Restate each record below word for word, skipping images.

── Data for the task ──

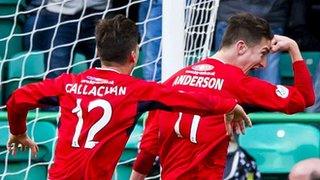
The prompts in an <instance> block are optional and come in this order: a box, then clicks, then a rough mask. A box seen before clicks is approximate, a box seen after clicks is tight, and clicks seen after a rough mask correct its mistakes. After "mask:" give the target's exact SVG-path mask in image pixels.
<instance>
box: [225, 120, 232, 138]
mask: <svg viewBox="0 0 320 180" xmlns="http://www.w3.org/2000/svg"><path fill="white" fill-rule="evenodd" d="M224 124H225V126H226V131H227V135H229V136H230V135H232V125H231V122H230V121H228V120H227V117H226V116H225V119H224Z"/></svg>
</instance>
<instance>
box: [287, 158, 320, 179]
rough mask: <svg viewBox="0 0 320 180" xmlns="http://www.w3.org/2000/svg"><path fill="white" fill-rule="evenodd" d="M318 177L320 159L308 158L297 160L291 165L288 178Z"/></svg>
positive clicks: (296, 178) (303, 178)
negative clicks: (295, 161)
mask: <svg viewBox="0 0 320 180" xmlns="http://www.w3.org/2000/svg"><path fill="white" fill-rule="evenodd" d="M319 179H320V159H319V158H310V159H306V160H303V161H300V162H298V163H297V164H296V165H294V166H293V168H292V170H291V172H290V174H289V180H319Z"/></svg>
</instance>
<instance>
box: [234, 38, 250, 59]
mask: <svg viewBox="0 0 320 180" xmlns="http://www.w3.org/2000/svg"><path fill="white" fill-rule="evenodd" d="M236 48H237V53H238V55H243V54H244V53H245V52H246V51H247V49H248V46H247V44H246V43H245V42H244V41H243V40H239V41H237V43H236Z"/></svg>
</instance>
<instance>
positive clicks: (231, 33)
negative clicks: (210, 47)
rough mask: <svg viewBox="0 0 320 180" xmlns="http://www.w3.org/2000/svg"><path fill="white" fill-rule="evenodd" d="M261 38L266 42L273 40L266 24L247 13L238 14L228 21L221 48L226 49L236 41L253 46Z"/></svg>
mask: <svg viewBox="0 0 320 180" xmlns="http://www.w3.org/2000/svg"><path fill="white" fill-rule="evenodd" d="M262 38H266V39H267V40H271V39H272V38H273V34H272V33H271V29H270V26H269V24H268V22H267V21H266V20H264V19H262V18H259V17H256V16H254V15H252V14H249V13H239V14H236V15H234V16H231V17H230V18H229V19H228V26H227V29H226V31H225V33H224V35H223V39H222V43H221V47H228V46H230V45H231V44H233V43H235V42H237V41H238V40H243V41H245V43H247V44H248V45H249V46H254V45H256V44H258V43H260V42H261V40H262Z"/></svg>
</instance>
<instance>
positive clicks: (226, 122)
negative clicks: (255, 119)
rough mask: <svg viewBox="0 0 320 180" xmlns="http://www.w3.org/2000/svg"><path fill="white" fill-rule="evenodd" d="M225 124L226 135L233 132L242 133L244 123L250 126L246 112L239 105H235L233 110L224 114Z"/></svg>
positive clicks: (242, 108)
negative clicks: (224, 115)
mask: <svg viewBox="0 0 320 180" xmlns="http://www.w3.org/2000/svg"><path fill="white" fill-rule="evenodd" d="M225 125H226V130H227V134H228V135H232V134H233V132H236V133H237V134H240V133H242V134H244V133H245V127H246V125H247V126H249V127H251V126H252V123H251V120H250V118H249V116H247V114H246V112H245V111H244V110H243V108H242V107H241V106H240V105H238V104H237V105H236V106H235V107H234V108H233V110H232V111H231V112H229V113H227V114H226V115H225Z"/></svg>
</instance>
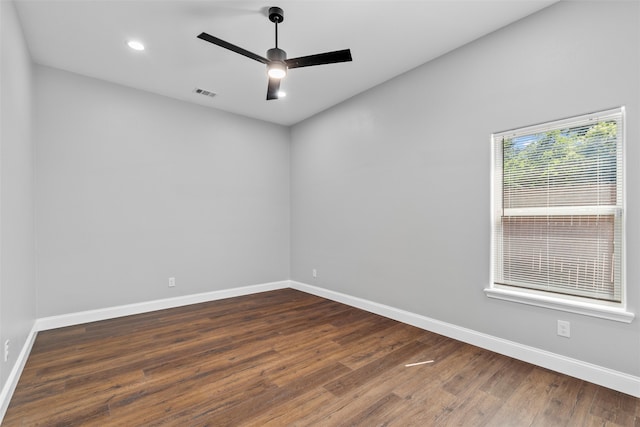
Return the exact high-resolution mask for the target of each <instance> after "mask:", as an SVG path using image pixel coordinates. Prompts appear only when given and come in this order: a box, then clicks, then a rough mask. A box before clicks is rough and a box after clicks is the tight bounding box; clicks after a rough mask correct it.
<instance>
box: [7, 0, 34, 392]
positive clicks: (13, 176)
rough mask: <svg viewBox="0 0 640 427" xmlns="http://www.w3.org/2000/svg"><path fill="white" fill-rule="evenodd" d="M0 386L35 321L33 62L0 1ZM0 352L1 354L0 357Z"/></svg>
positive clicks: (7, 13) (19, 23) (8, 12)
mask: <svg viewBox="0 0 640 427" xmlns="http://www.w3.org/2000/svg"><path fill="white" fill-rule="evenodd" d="M0 17H1V22H0V28H1V29H2V34H0V38H1V40H2V45H1V47H0V49H1V50H0V59H1V60H0V62H1V71H0V74H1V81H0V129H1V131H0V132H1V138H0V349H2V345H3V344H4V342H5V340H7V339H8V340H10V348H9V360H8V362H6V363H5V362H4V359H3V358H2V355H0V373H1V374H0V386H3V385H4V384H5V382H6V380H7V377H8V375H9V372H10V371H11V369H12V367H13V366H14V364H15V362H16V360H17V356H18V354H19V352H20V350H21V349H22V347H23V346H24V343H25V340H26V338H27V335H28V334H29V332H30V330H31V327H32V326H33V322H34V320H35V295H36V290H35V279H34V268H35V261H34V259H35V258H34V226H33V205H34V202H33V171H34V170H33V143H32V131H31V130H32V87H33V73H32V65H31V59H30V57H29V52H28V50H27V46H26V43H25V41H24V38H23V36H22V30H21V28H20V23H19V21H18V18H17V15H16V12H15V9H14V6H13V3H11V2H6V1H0ZM1 353H2V352H1V351H0V354H1Z"/></svg>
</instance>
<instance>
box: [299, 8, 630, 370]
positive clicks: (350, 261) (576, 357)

───

● Answer section:
The prompts in an <instance> block are optional and come in this order: a box, then clicks, then a rough mask. A box seen before clicks is approximate, a box seen after clicks is tight, and clicks seen after a rough mask correct its mistakes. After "mask:" give the target's exact SVG-path mask in image pixels.
<instance>
box: [225, 120, 232, 138]
mask: <svg viewBox="0 0 320 180" xmlns="http://www.w3.org/2000/svg"><path fill="white" fill-rule="evenodd" d="M224 124H225V126H226V131H227V135H229V136H230V135H232V125H231V122H230V121H228V120H227V117H226V116H225V119H224Z"/></svg>
</instance>
<instance>
box: [287, 158, 320, 179]
rough mask: <svg viewBox="0 0 320 180" xmlns="http://www.w3.org/2000/svg"><path fill="white" fill-rule="evenodd" d="M318 177L320 159L308 158L297 160L291 165L288 178Z"/></svg>
positive clicks: (296, 178) (303, 178)
negative clicks: (295, 161)
mask: <svg viewBox="0 0 320 180" xmlns="http://www.w3.org/2000/svg"><path fill="white" fill-rule="evenodd" d="M319 179H320V159H319V158H310V159H306V160H303V161H300V162H298V163H297V164H296V165H294V166H293V168H292V170H291V172H290V174H289V180H319Z"/></svg>
</instance>
<instance>
box: [234, 38, 250, 59]
mask: <svg viewBox="0 0 320 180" xmlns="http://www.w3.org/2000/svg"><path fill="white" fill-rule="evenodd" d="M236 48H237V53H238V55H243V54H244V53H245V52H246V51H247V49H248V46H247V44H246V43H245V42H244V41H243V40H239V41H237V43H236Z"/></svg>
</instance>
<instance>
positive clicks: (231, 33)
negative clicks: (210, 47)
rough mask: <svg viewBox="0 0 320 180" xmlns="http://www.w3.org/2000/svg"><path fill="white" fill-rule="evenodd" d="M261 38L266 42L273 40L266 24L247 13L238 14L228 21L221 48L226 49L236 41L253 46Z"/></svg>
mask: <svg viewBox="0 0 320 180" xmlns="http://www.w3.org/2000/svg"><path fill="white" fill-rule="evenodd" d="M262 38H266V39H267V40H271V39H272V38H273V34H272V33H271V29H270V26H269V24H268V22H267V21H266V20H264V19H262V18H259V17H256V16H254V15H252V14H249V13H239V14H236V15H234V16H231V17H230V18H229V19H228V26H227V29H226V31H225V33H224V35H223V39H222V43H221V47H228V46H230V45H231V44H233V43H235V42H237V41H238V40H243V41H245V43H247V44H248V45H249V46H254V45H256V44H258V43H260V42H261V40H262Z"/></svg>
</instance>
<instance>
positive clicks: (226, 122)
negative clicks: (255, 119)
rough mask: <svg viewBox="0 0 320 180" xmlns="http://www.w3.org/2000/svg"><path fill="white" fill-rule="evenodd" d="M225 124L226 135L233 132L242 133L244 123L250 126L246 112L239 105H235L233 110L224 114Z"/></svg>
positive clicks: (242, 108)
negative clicks: (224, 115)
mask: <svg viewBox="0 0 320 180" xmlns="http://www.w3.org/2000/svg"><path fill="white" fill-rule="evenodd" d="M225 125H226V130H227V134H228V135H232V134H233V132H236V133H237V134H240V133H242V134H244V133H245V127H246V125H247V126H249V127H251V126H252V123H251V120H250V118H249V116H247V114H246V112H245V111H244V110H243V108H242V107H241V106H240V105H238V104H237V105H236V106H235V107H234V108H233V110H232V111H231V112H229V113H227V114H226V115H225Z"/></svg>
</instance>
Return the exact high-resolution mask for the target of each <instance> after "mask:", as an SVG path using image pixel coordinates. Prompts appear only when given and come in this order: a box, then clicks, then a rough mask. A box before clicks is rough and a box after clicks is the tight bounding box; clicks after a rough mask correct it.
<instance>
box: [7, 0, 34, 392]
positive clicks: (13, 176)
rough mask: <svg viewBox="0 0 640 427" xmlns="http://www.w3.org/2000/svg"><path fill="white" fill-rule="evenodd" d="M0 386L35 321L33 62L0 1ZM0 352L1 354L0 357Z"/></svg>
positive clicks: (7, 13) (19, 23) (8, 12)
mask: <svg viewBox="0 0 640 427" xmlns="http://www.w3.org/2000/svg"><path fill="white" fill-rule="evenodd" d="M0 17H1V22H0V28H1V29H2V34H0V38H1V40H2V45H1V47H0V49H1V50H0V59H1V60H0V62H1V71H0V74H1V81H0V129H1V131H0V132H1V138H0V349H2V345H3V344H4V342H5V340H7V339H8V340H10V348H9V360H8V362H6V363H5V362H4V359H3V358H2V355H0V373H1V374H0V386H3V385H4V384H5V382H6V380H7V377H8V375H9V372H10V371H11V369H12V367H13V366H14V364H15V362H16V360H17V356H18V354H19V352H20V350H21V349H22V347H23V346H24V343H25V340H26V338H27V335H28V334H29V332H30V330H31V327H32V326H33V322H34V320H35V295H36V290H35V279H34V268H35V261H34V259H35V258H34V226H33V205H34V202H33V171H34V170H33V143H32V131H31V130H32V87H33V73H32V65H31V59H30V57H29V52H28V50H27V46H26V43H25V41H24V38H23V36H22V30H21V28H20V23H19V21H18V18H17V15H16V12H15V9H14V6H13V3H11V2H6V1H0ZM1 353H2V352H1V351H0V354H1Z"/></svg>
</instance>
<instance>
box: [299, 8, 630, 370]
positive clicks: (350, 261) (576, 357)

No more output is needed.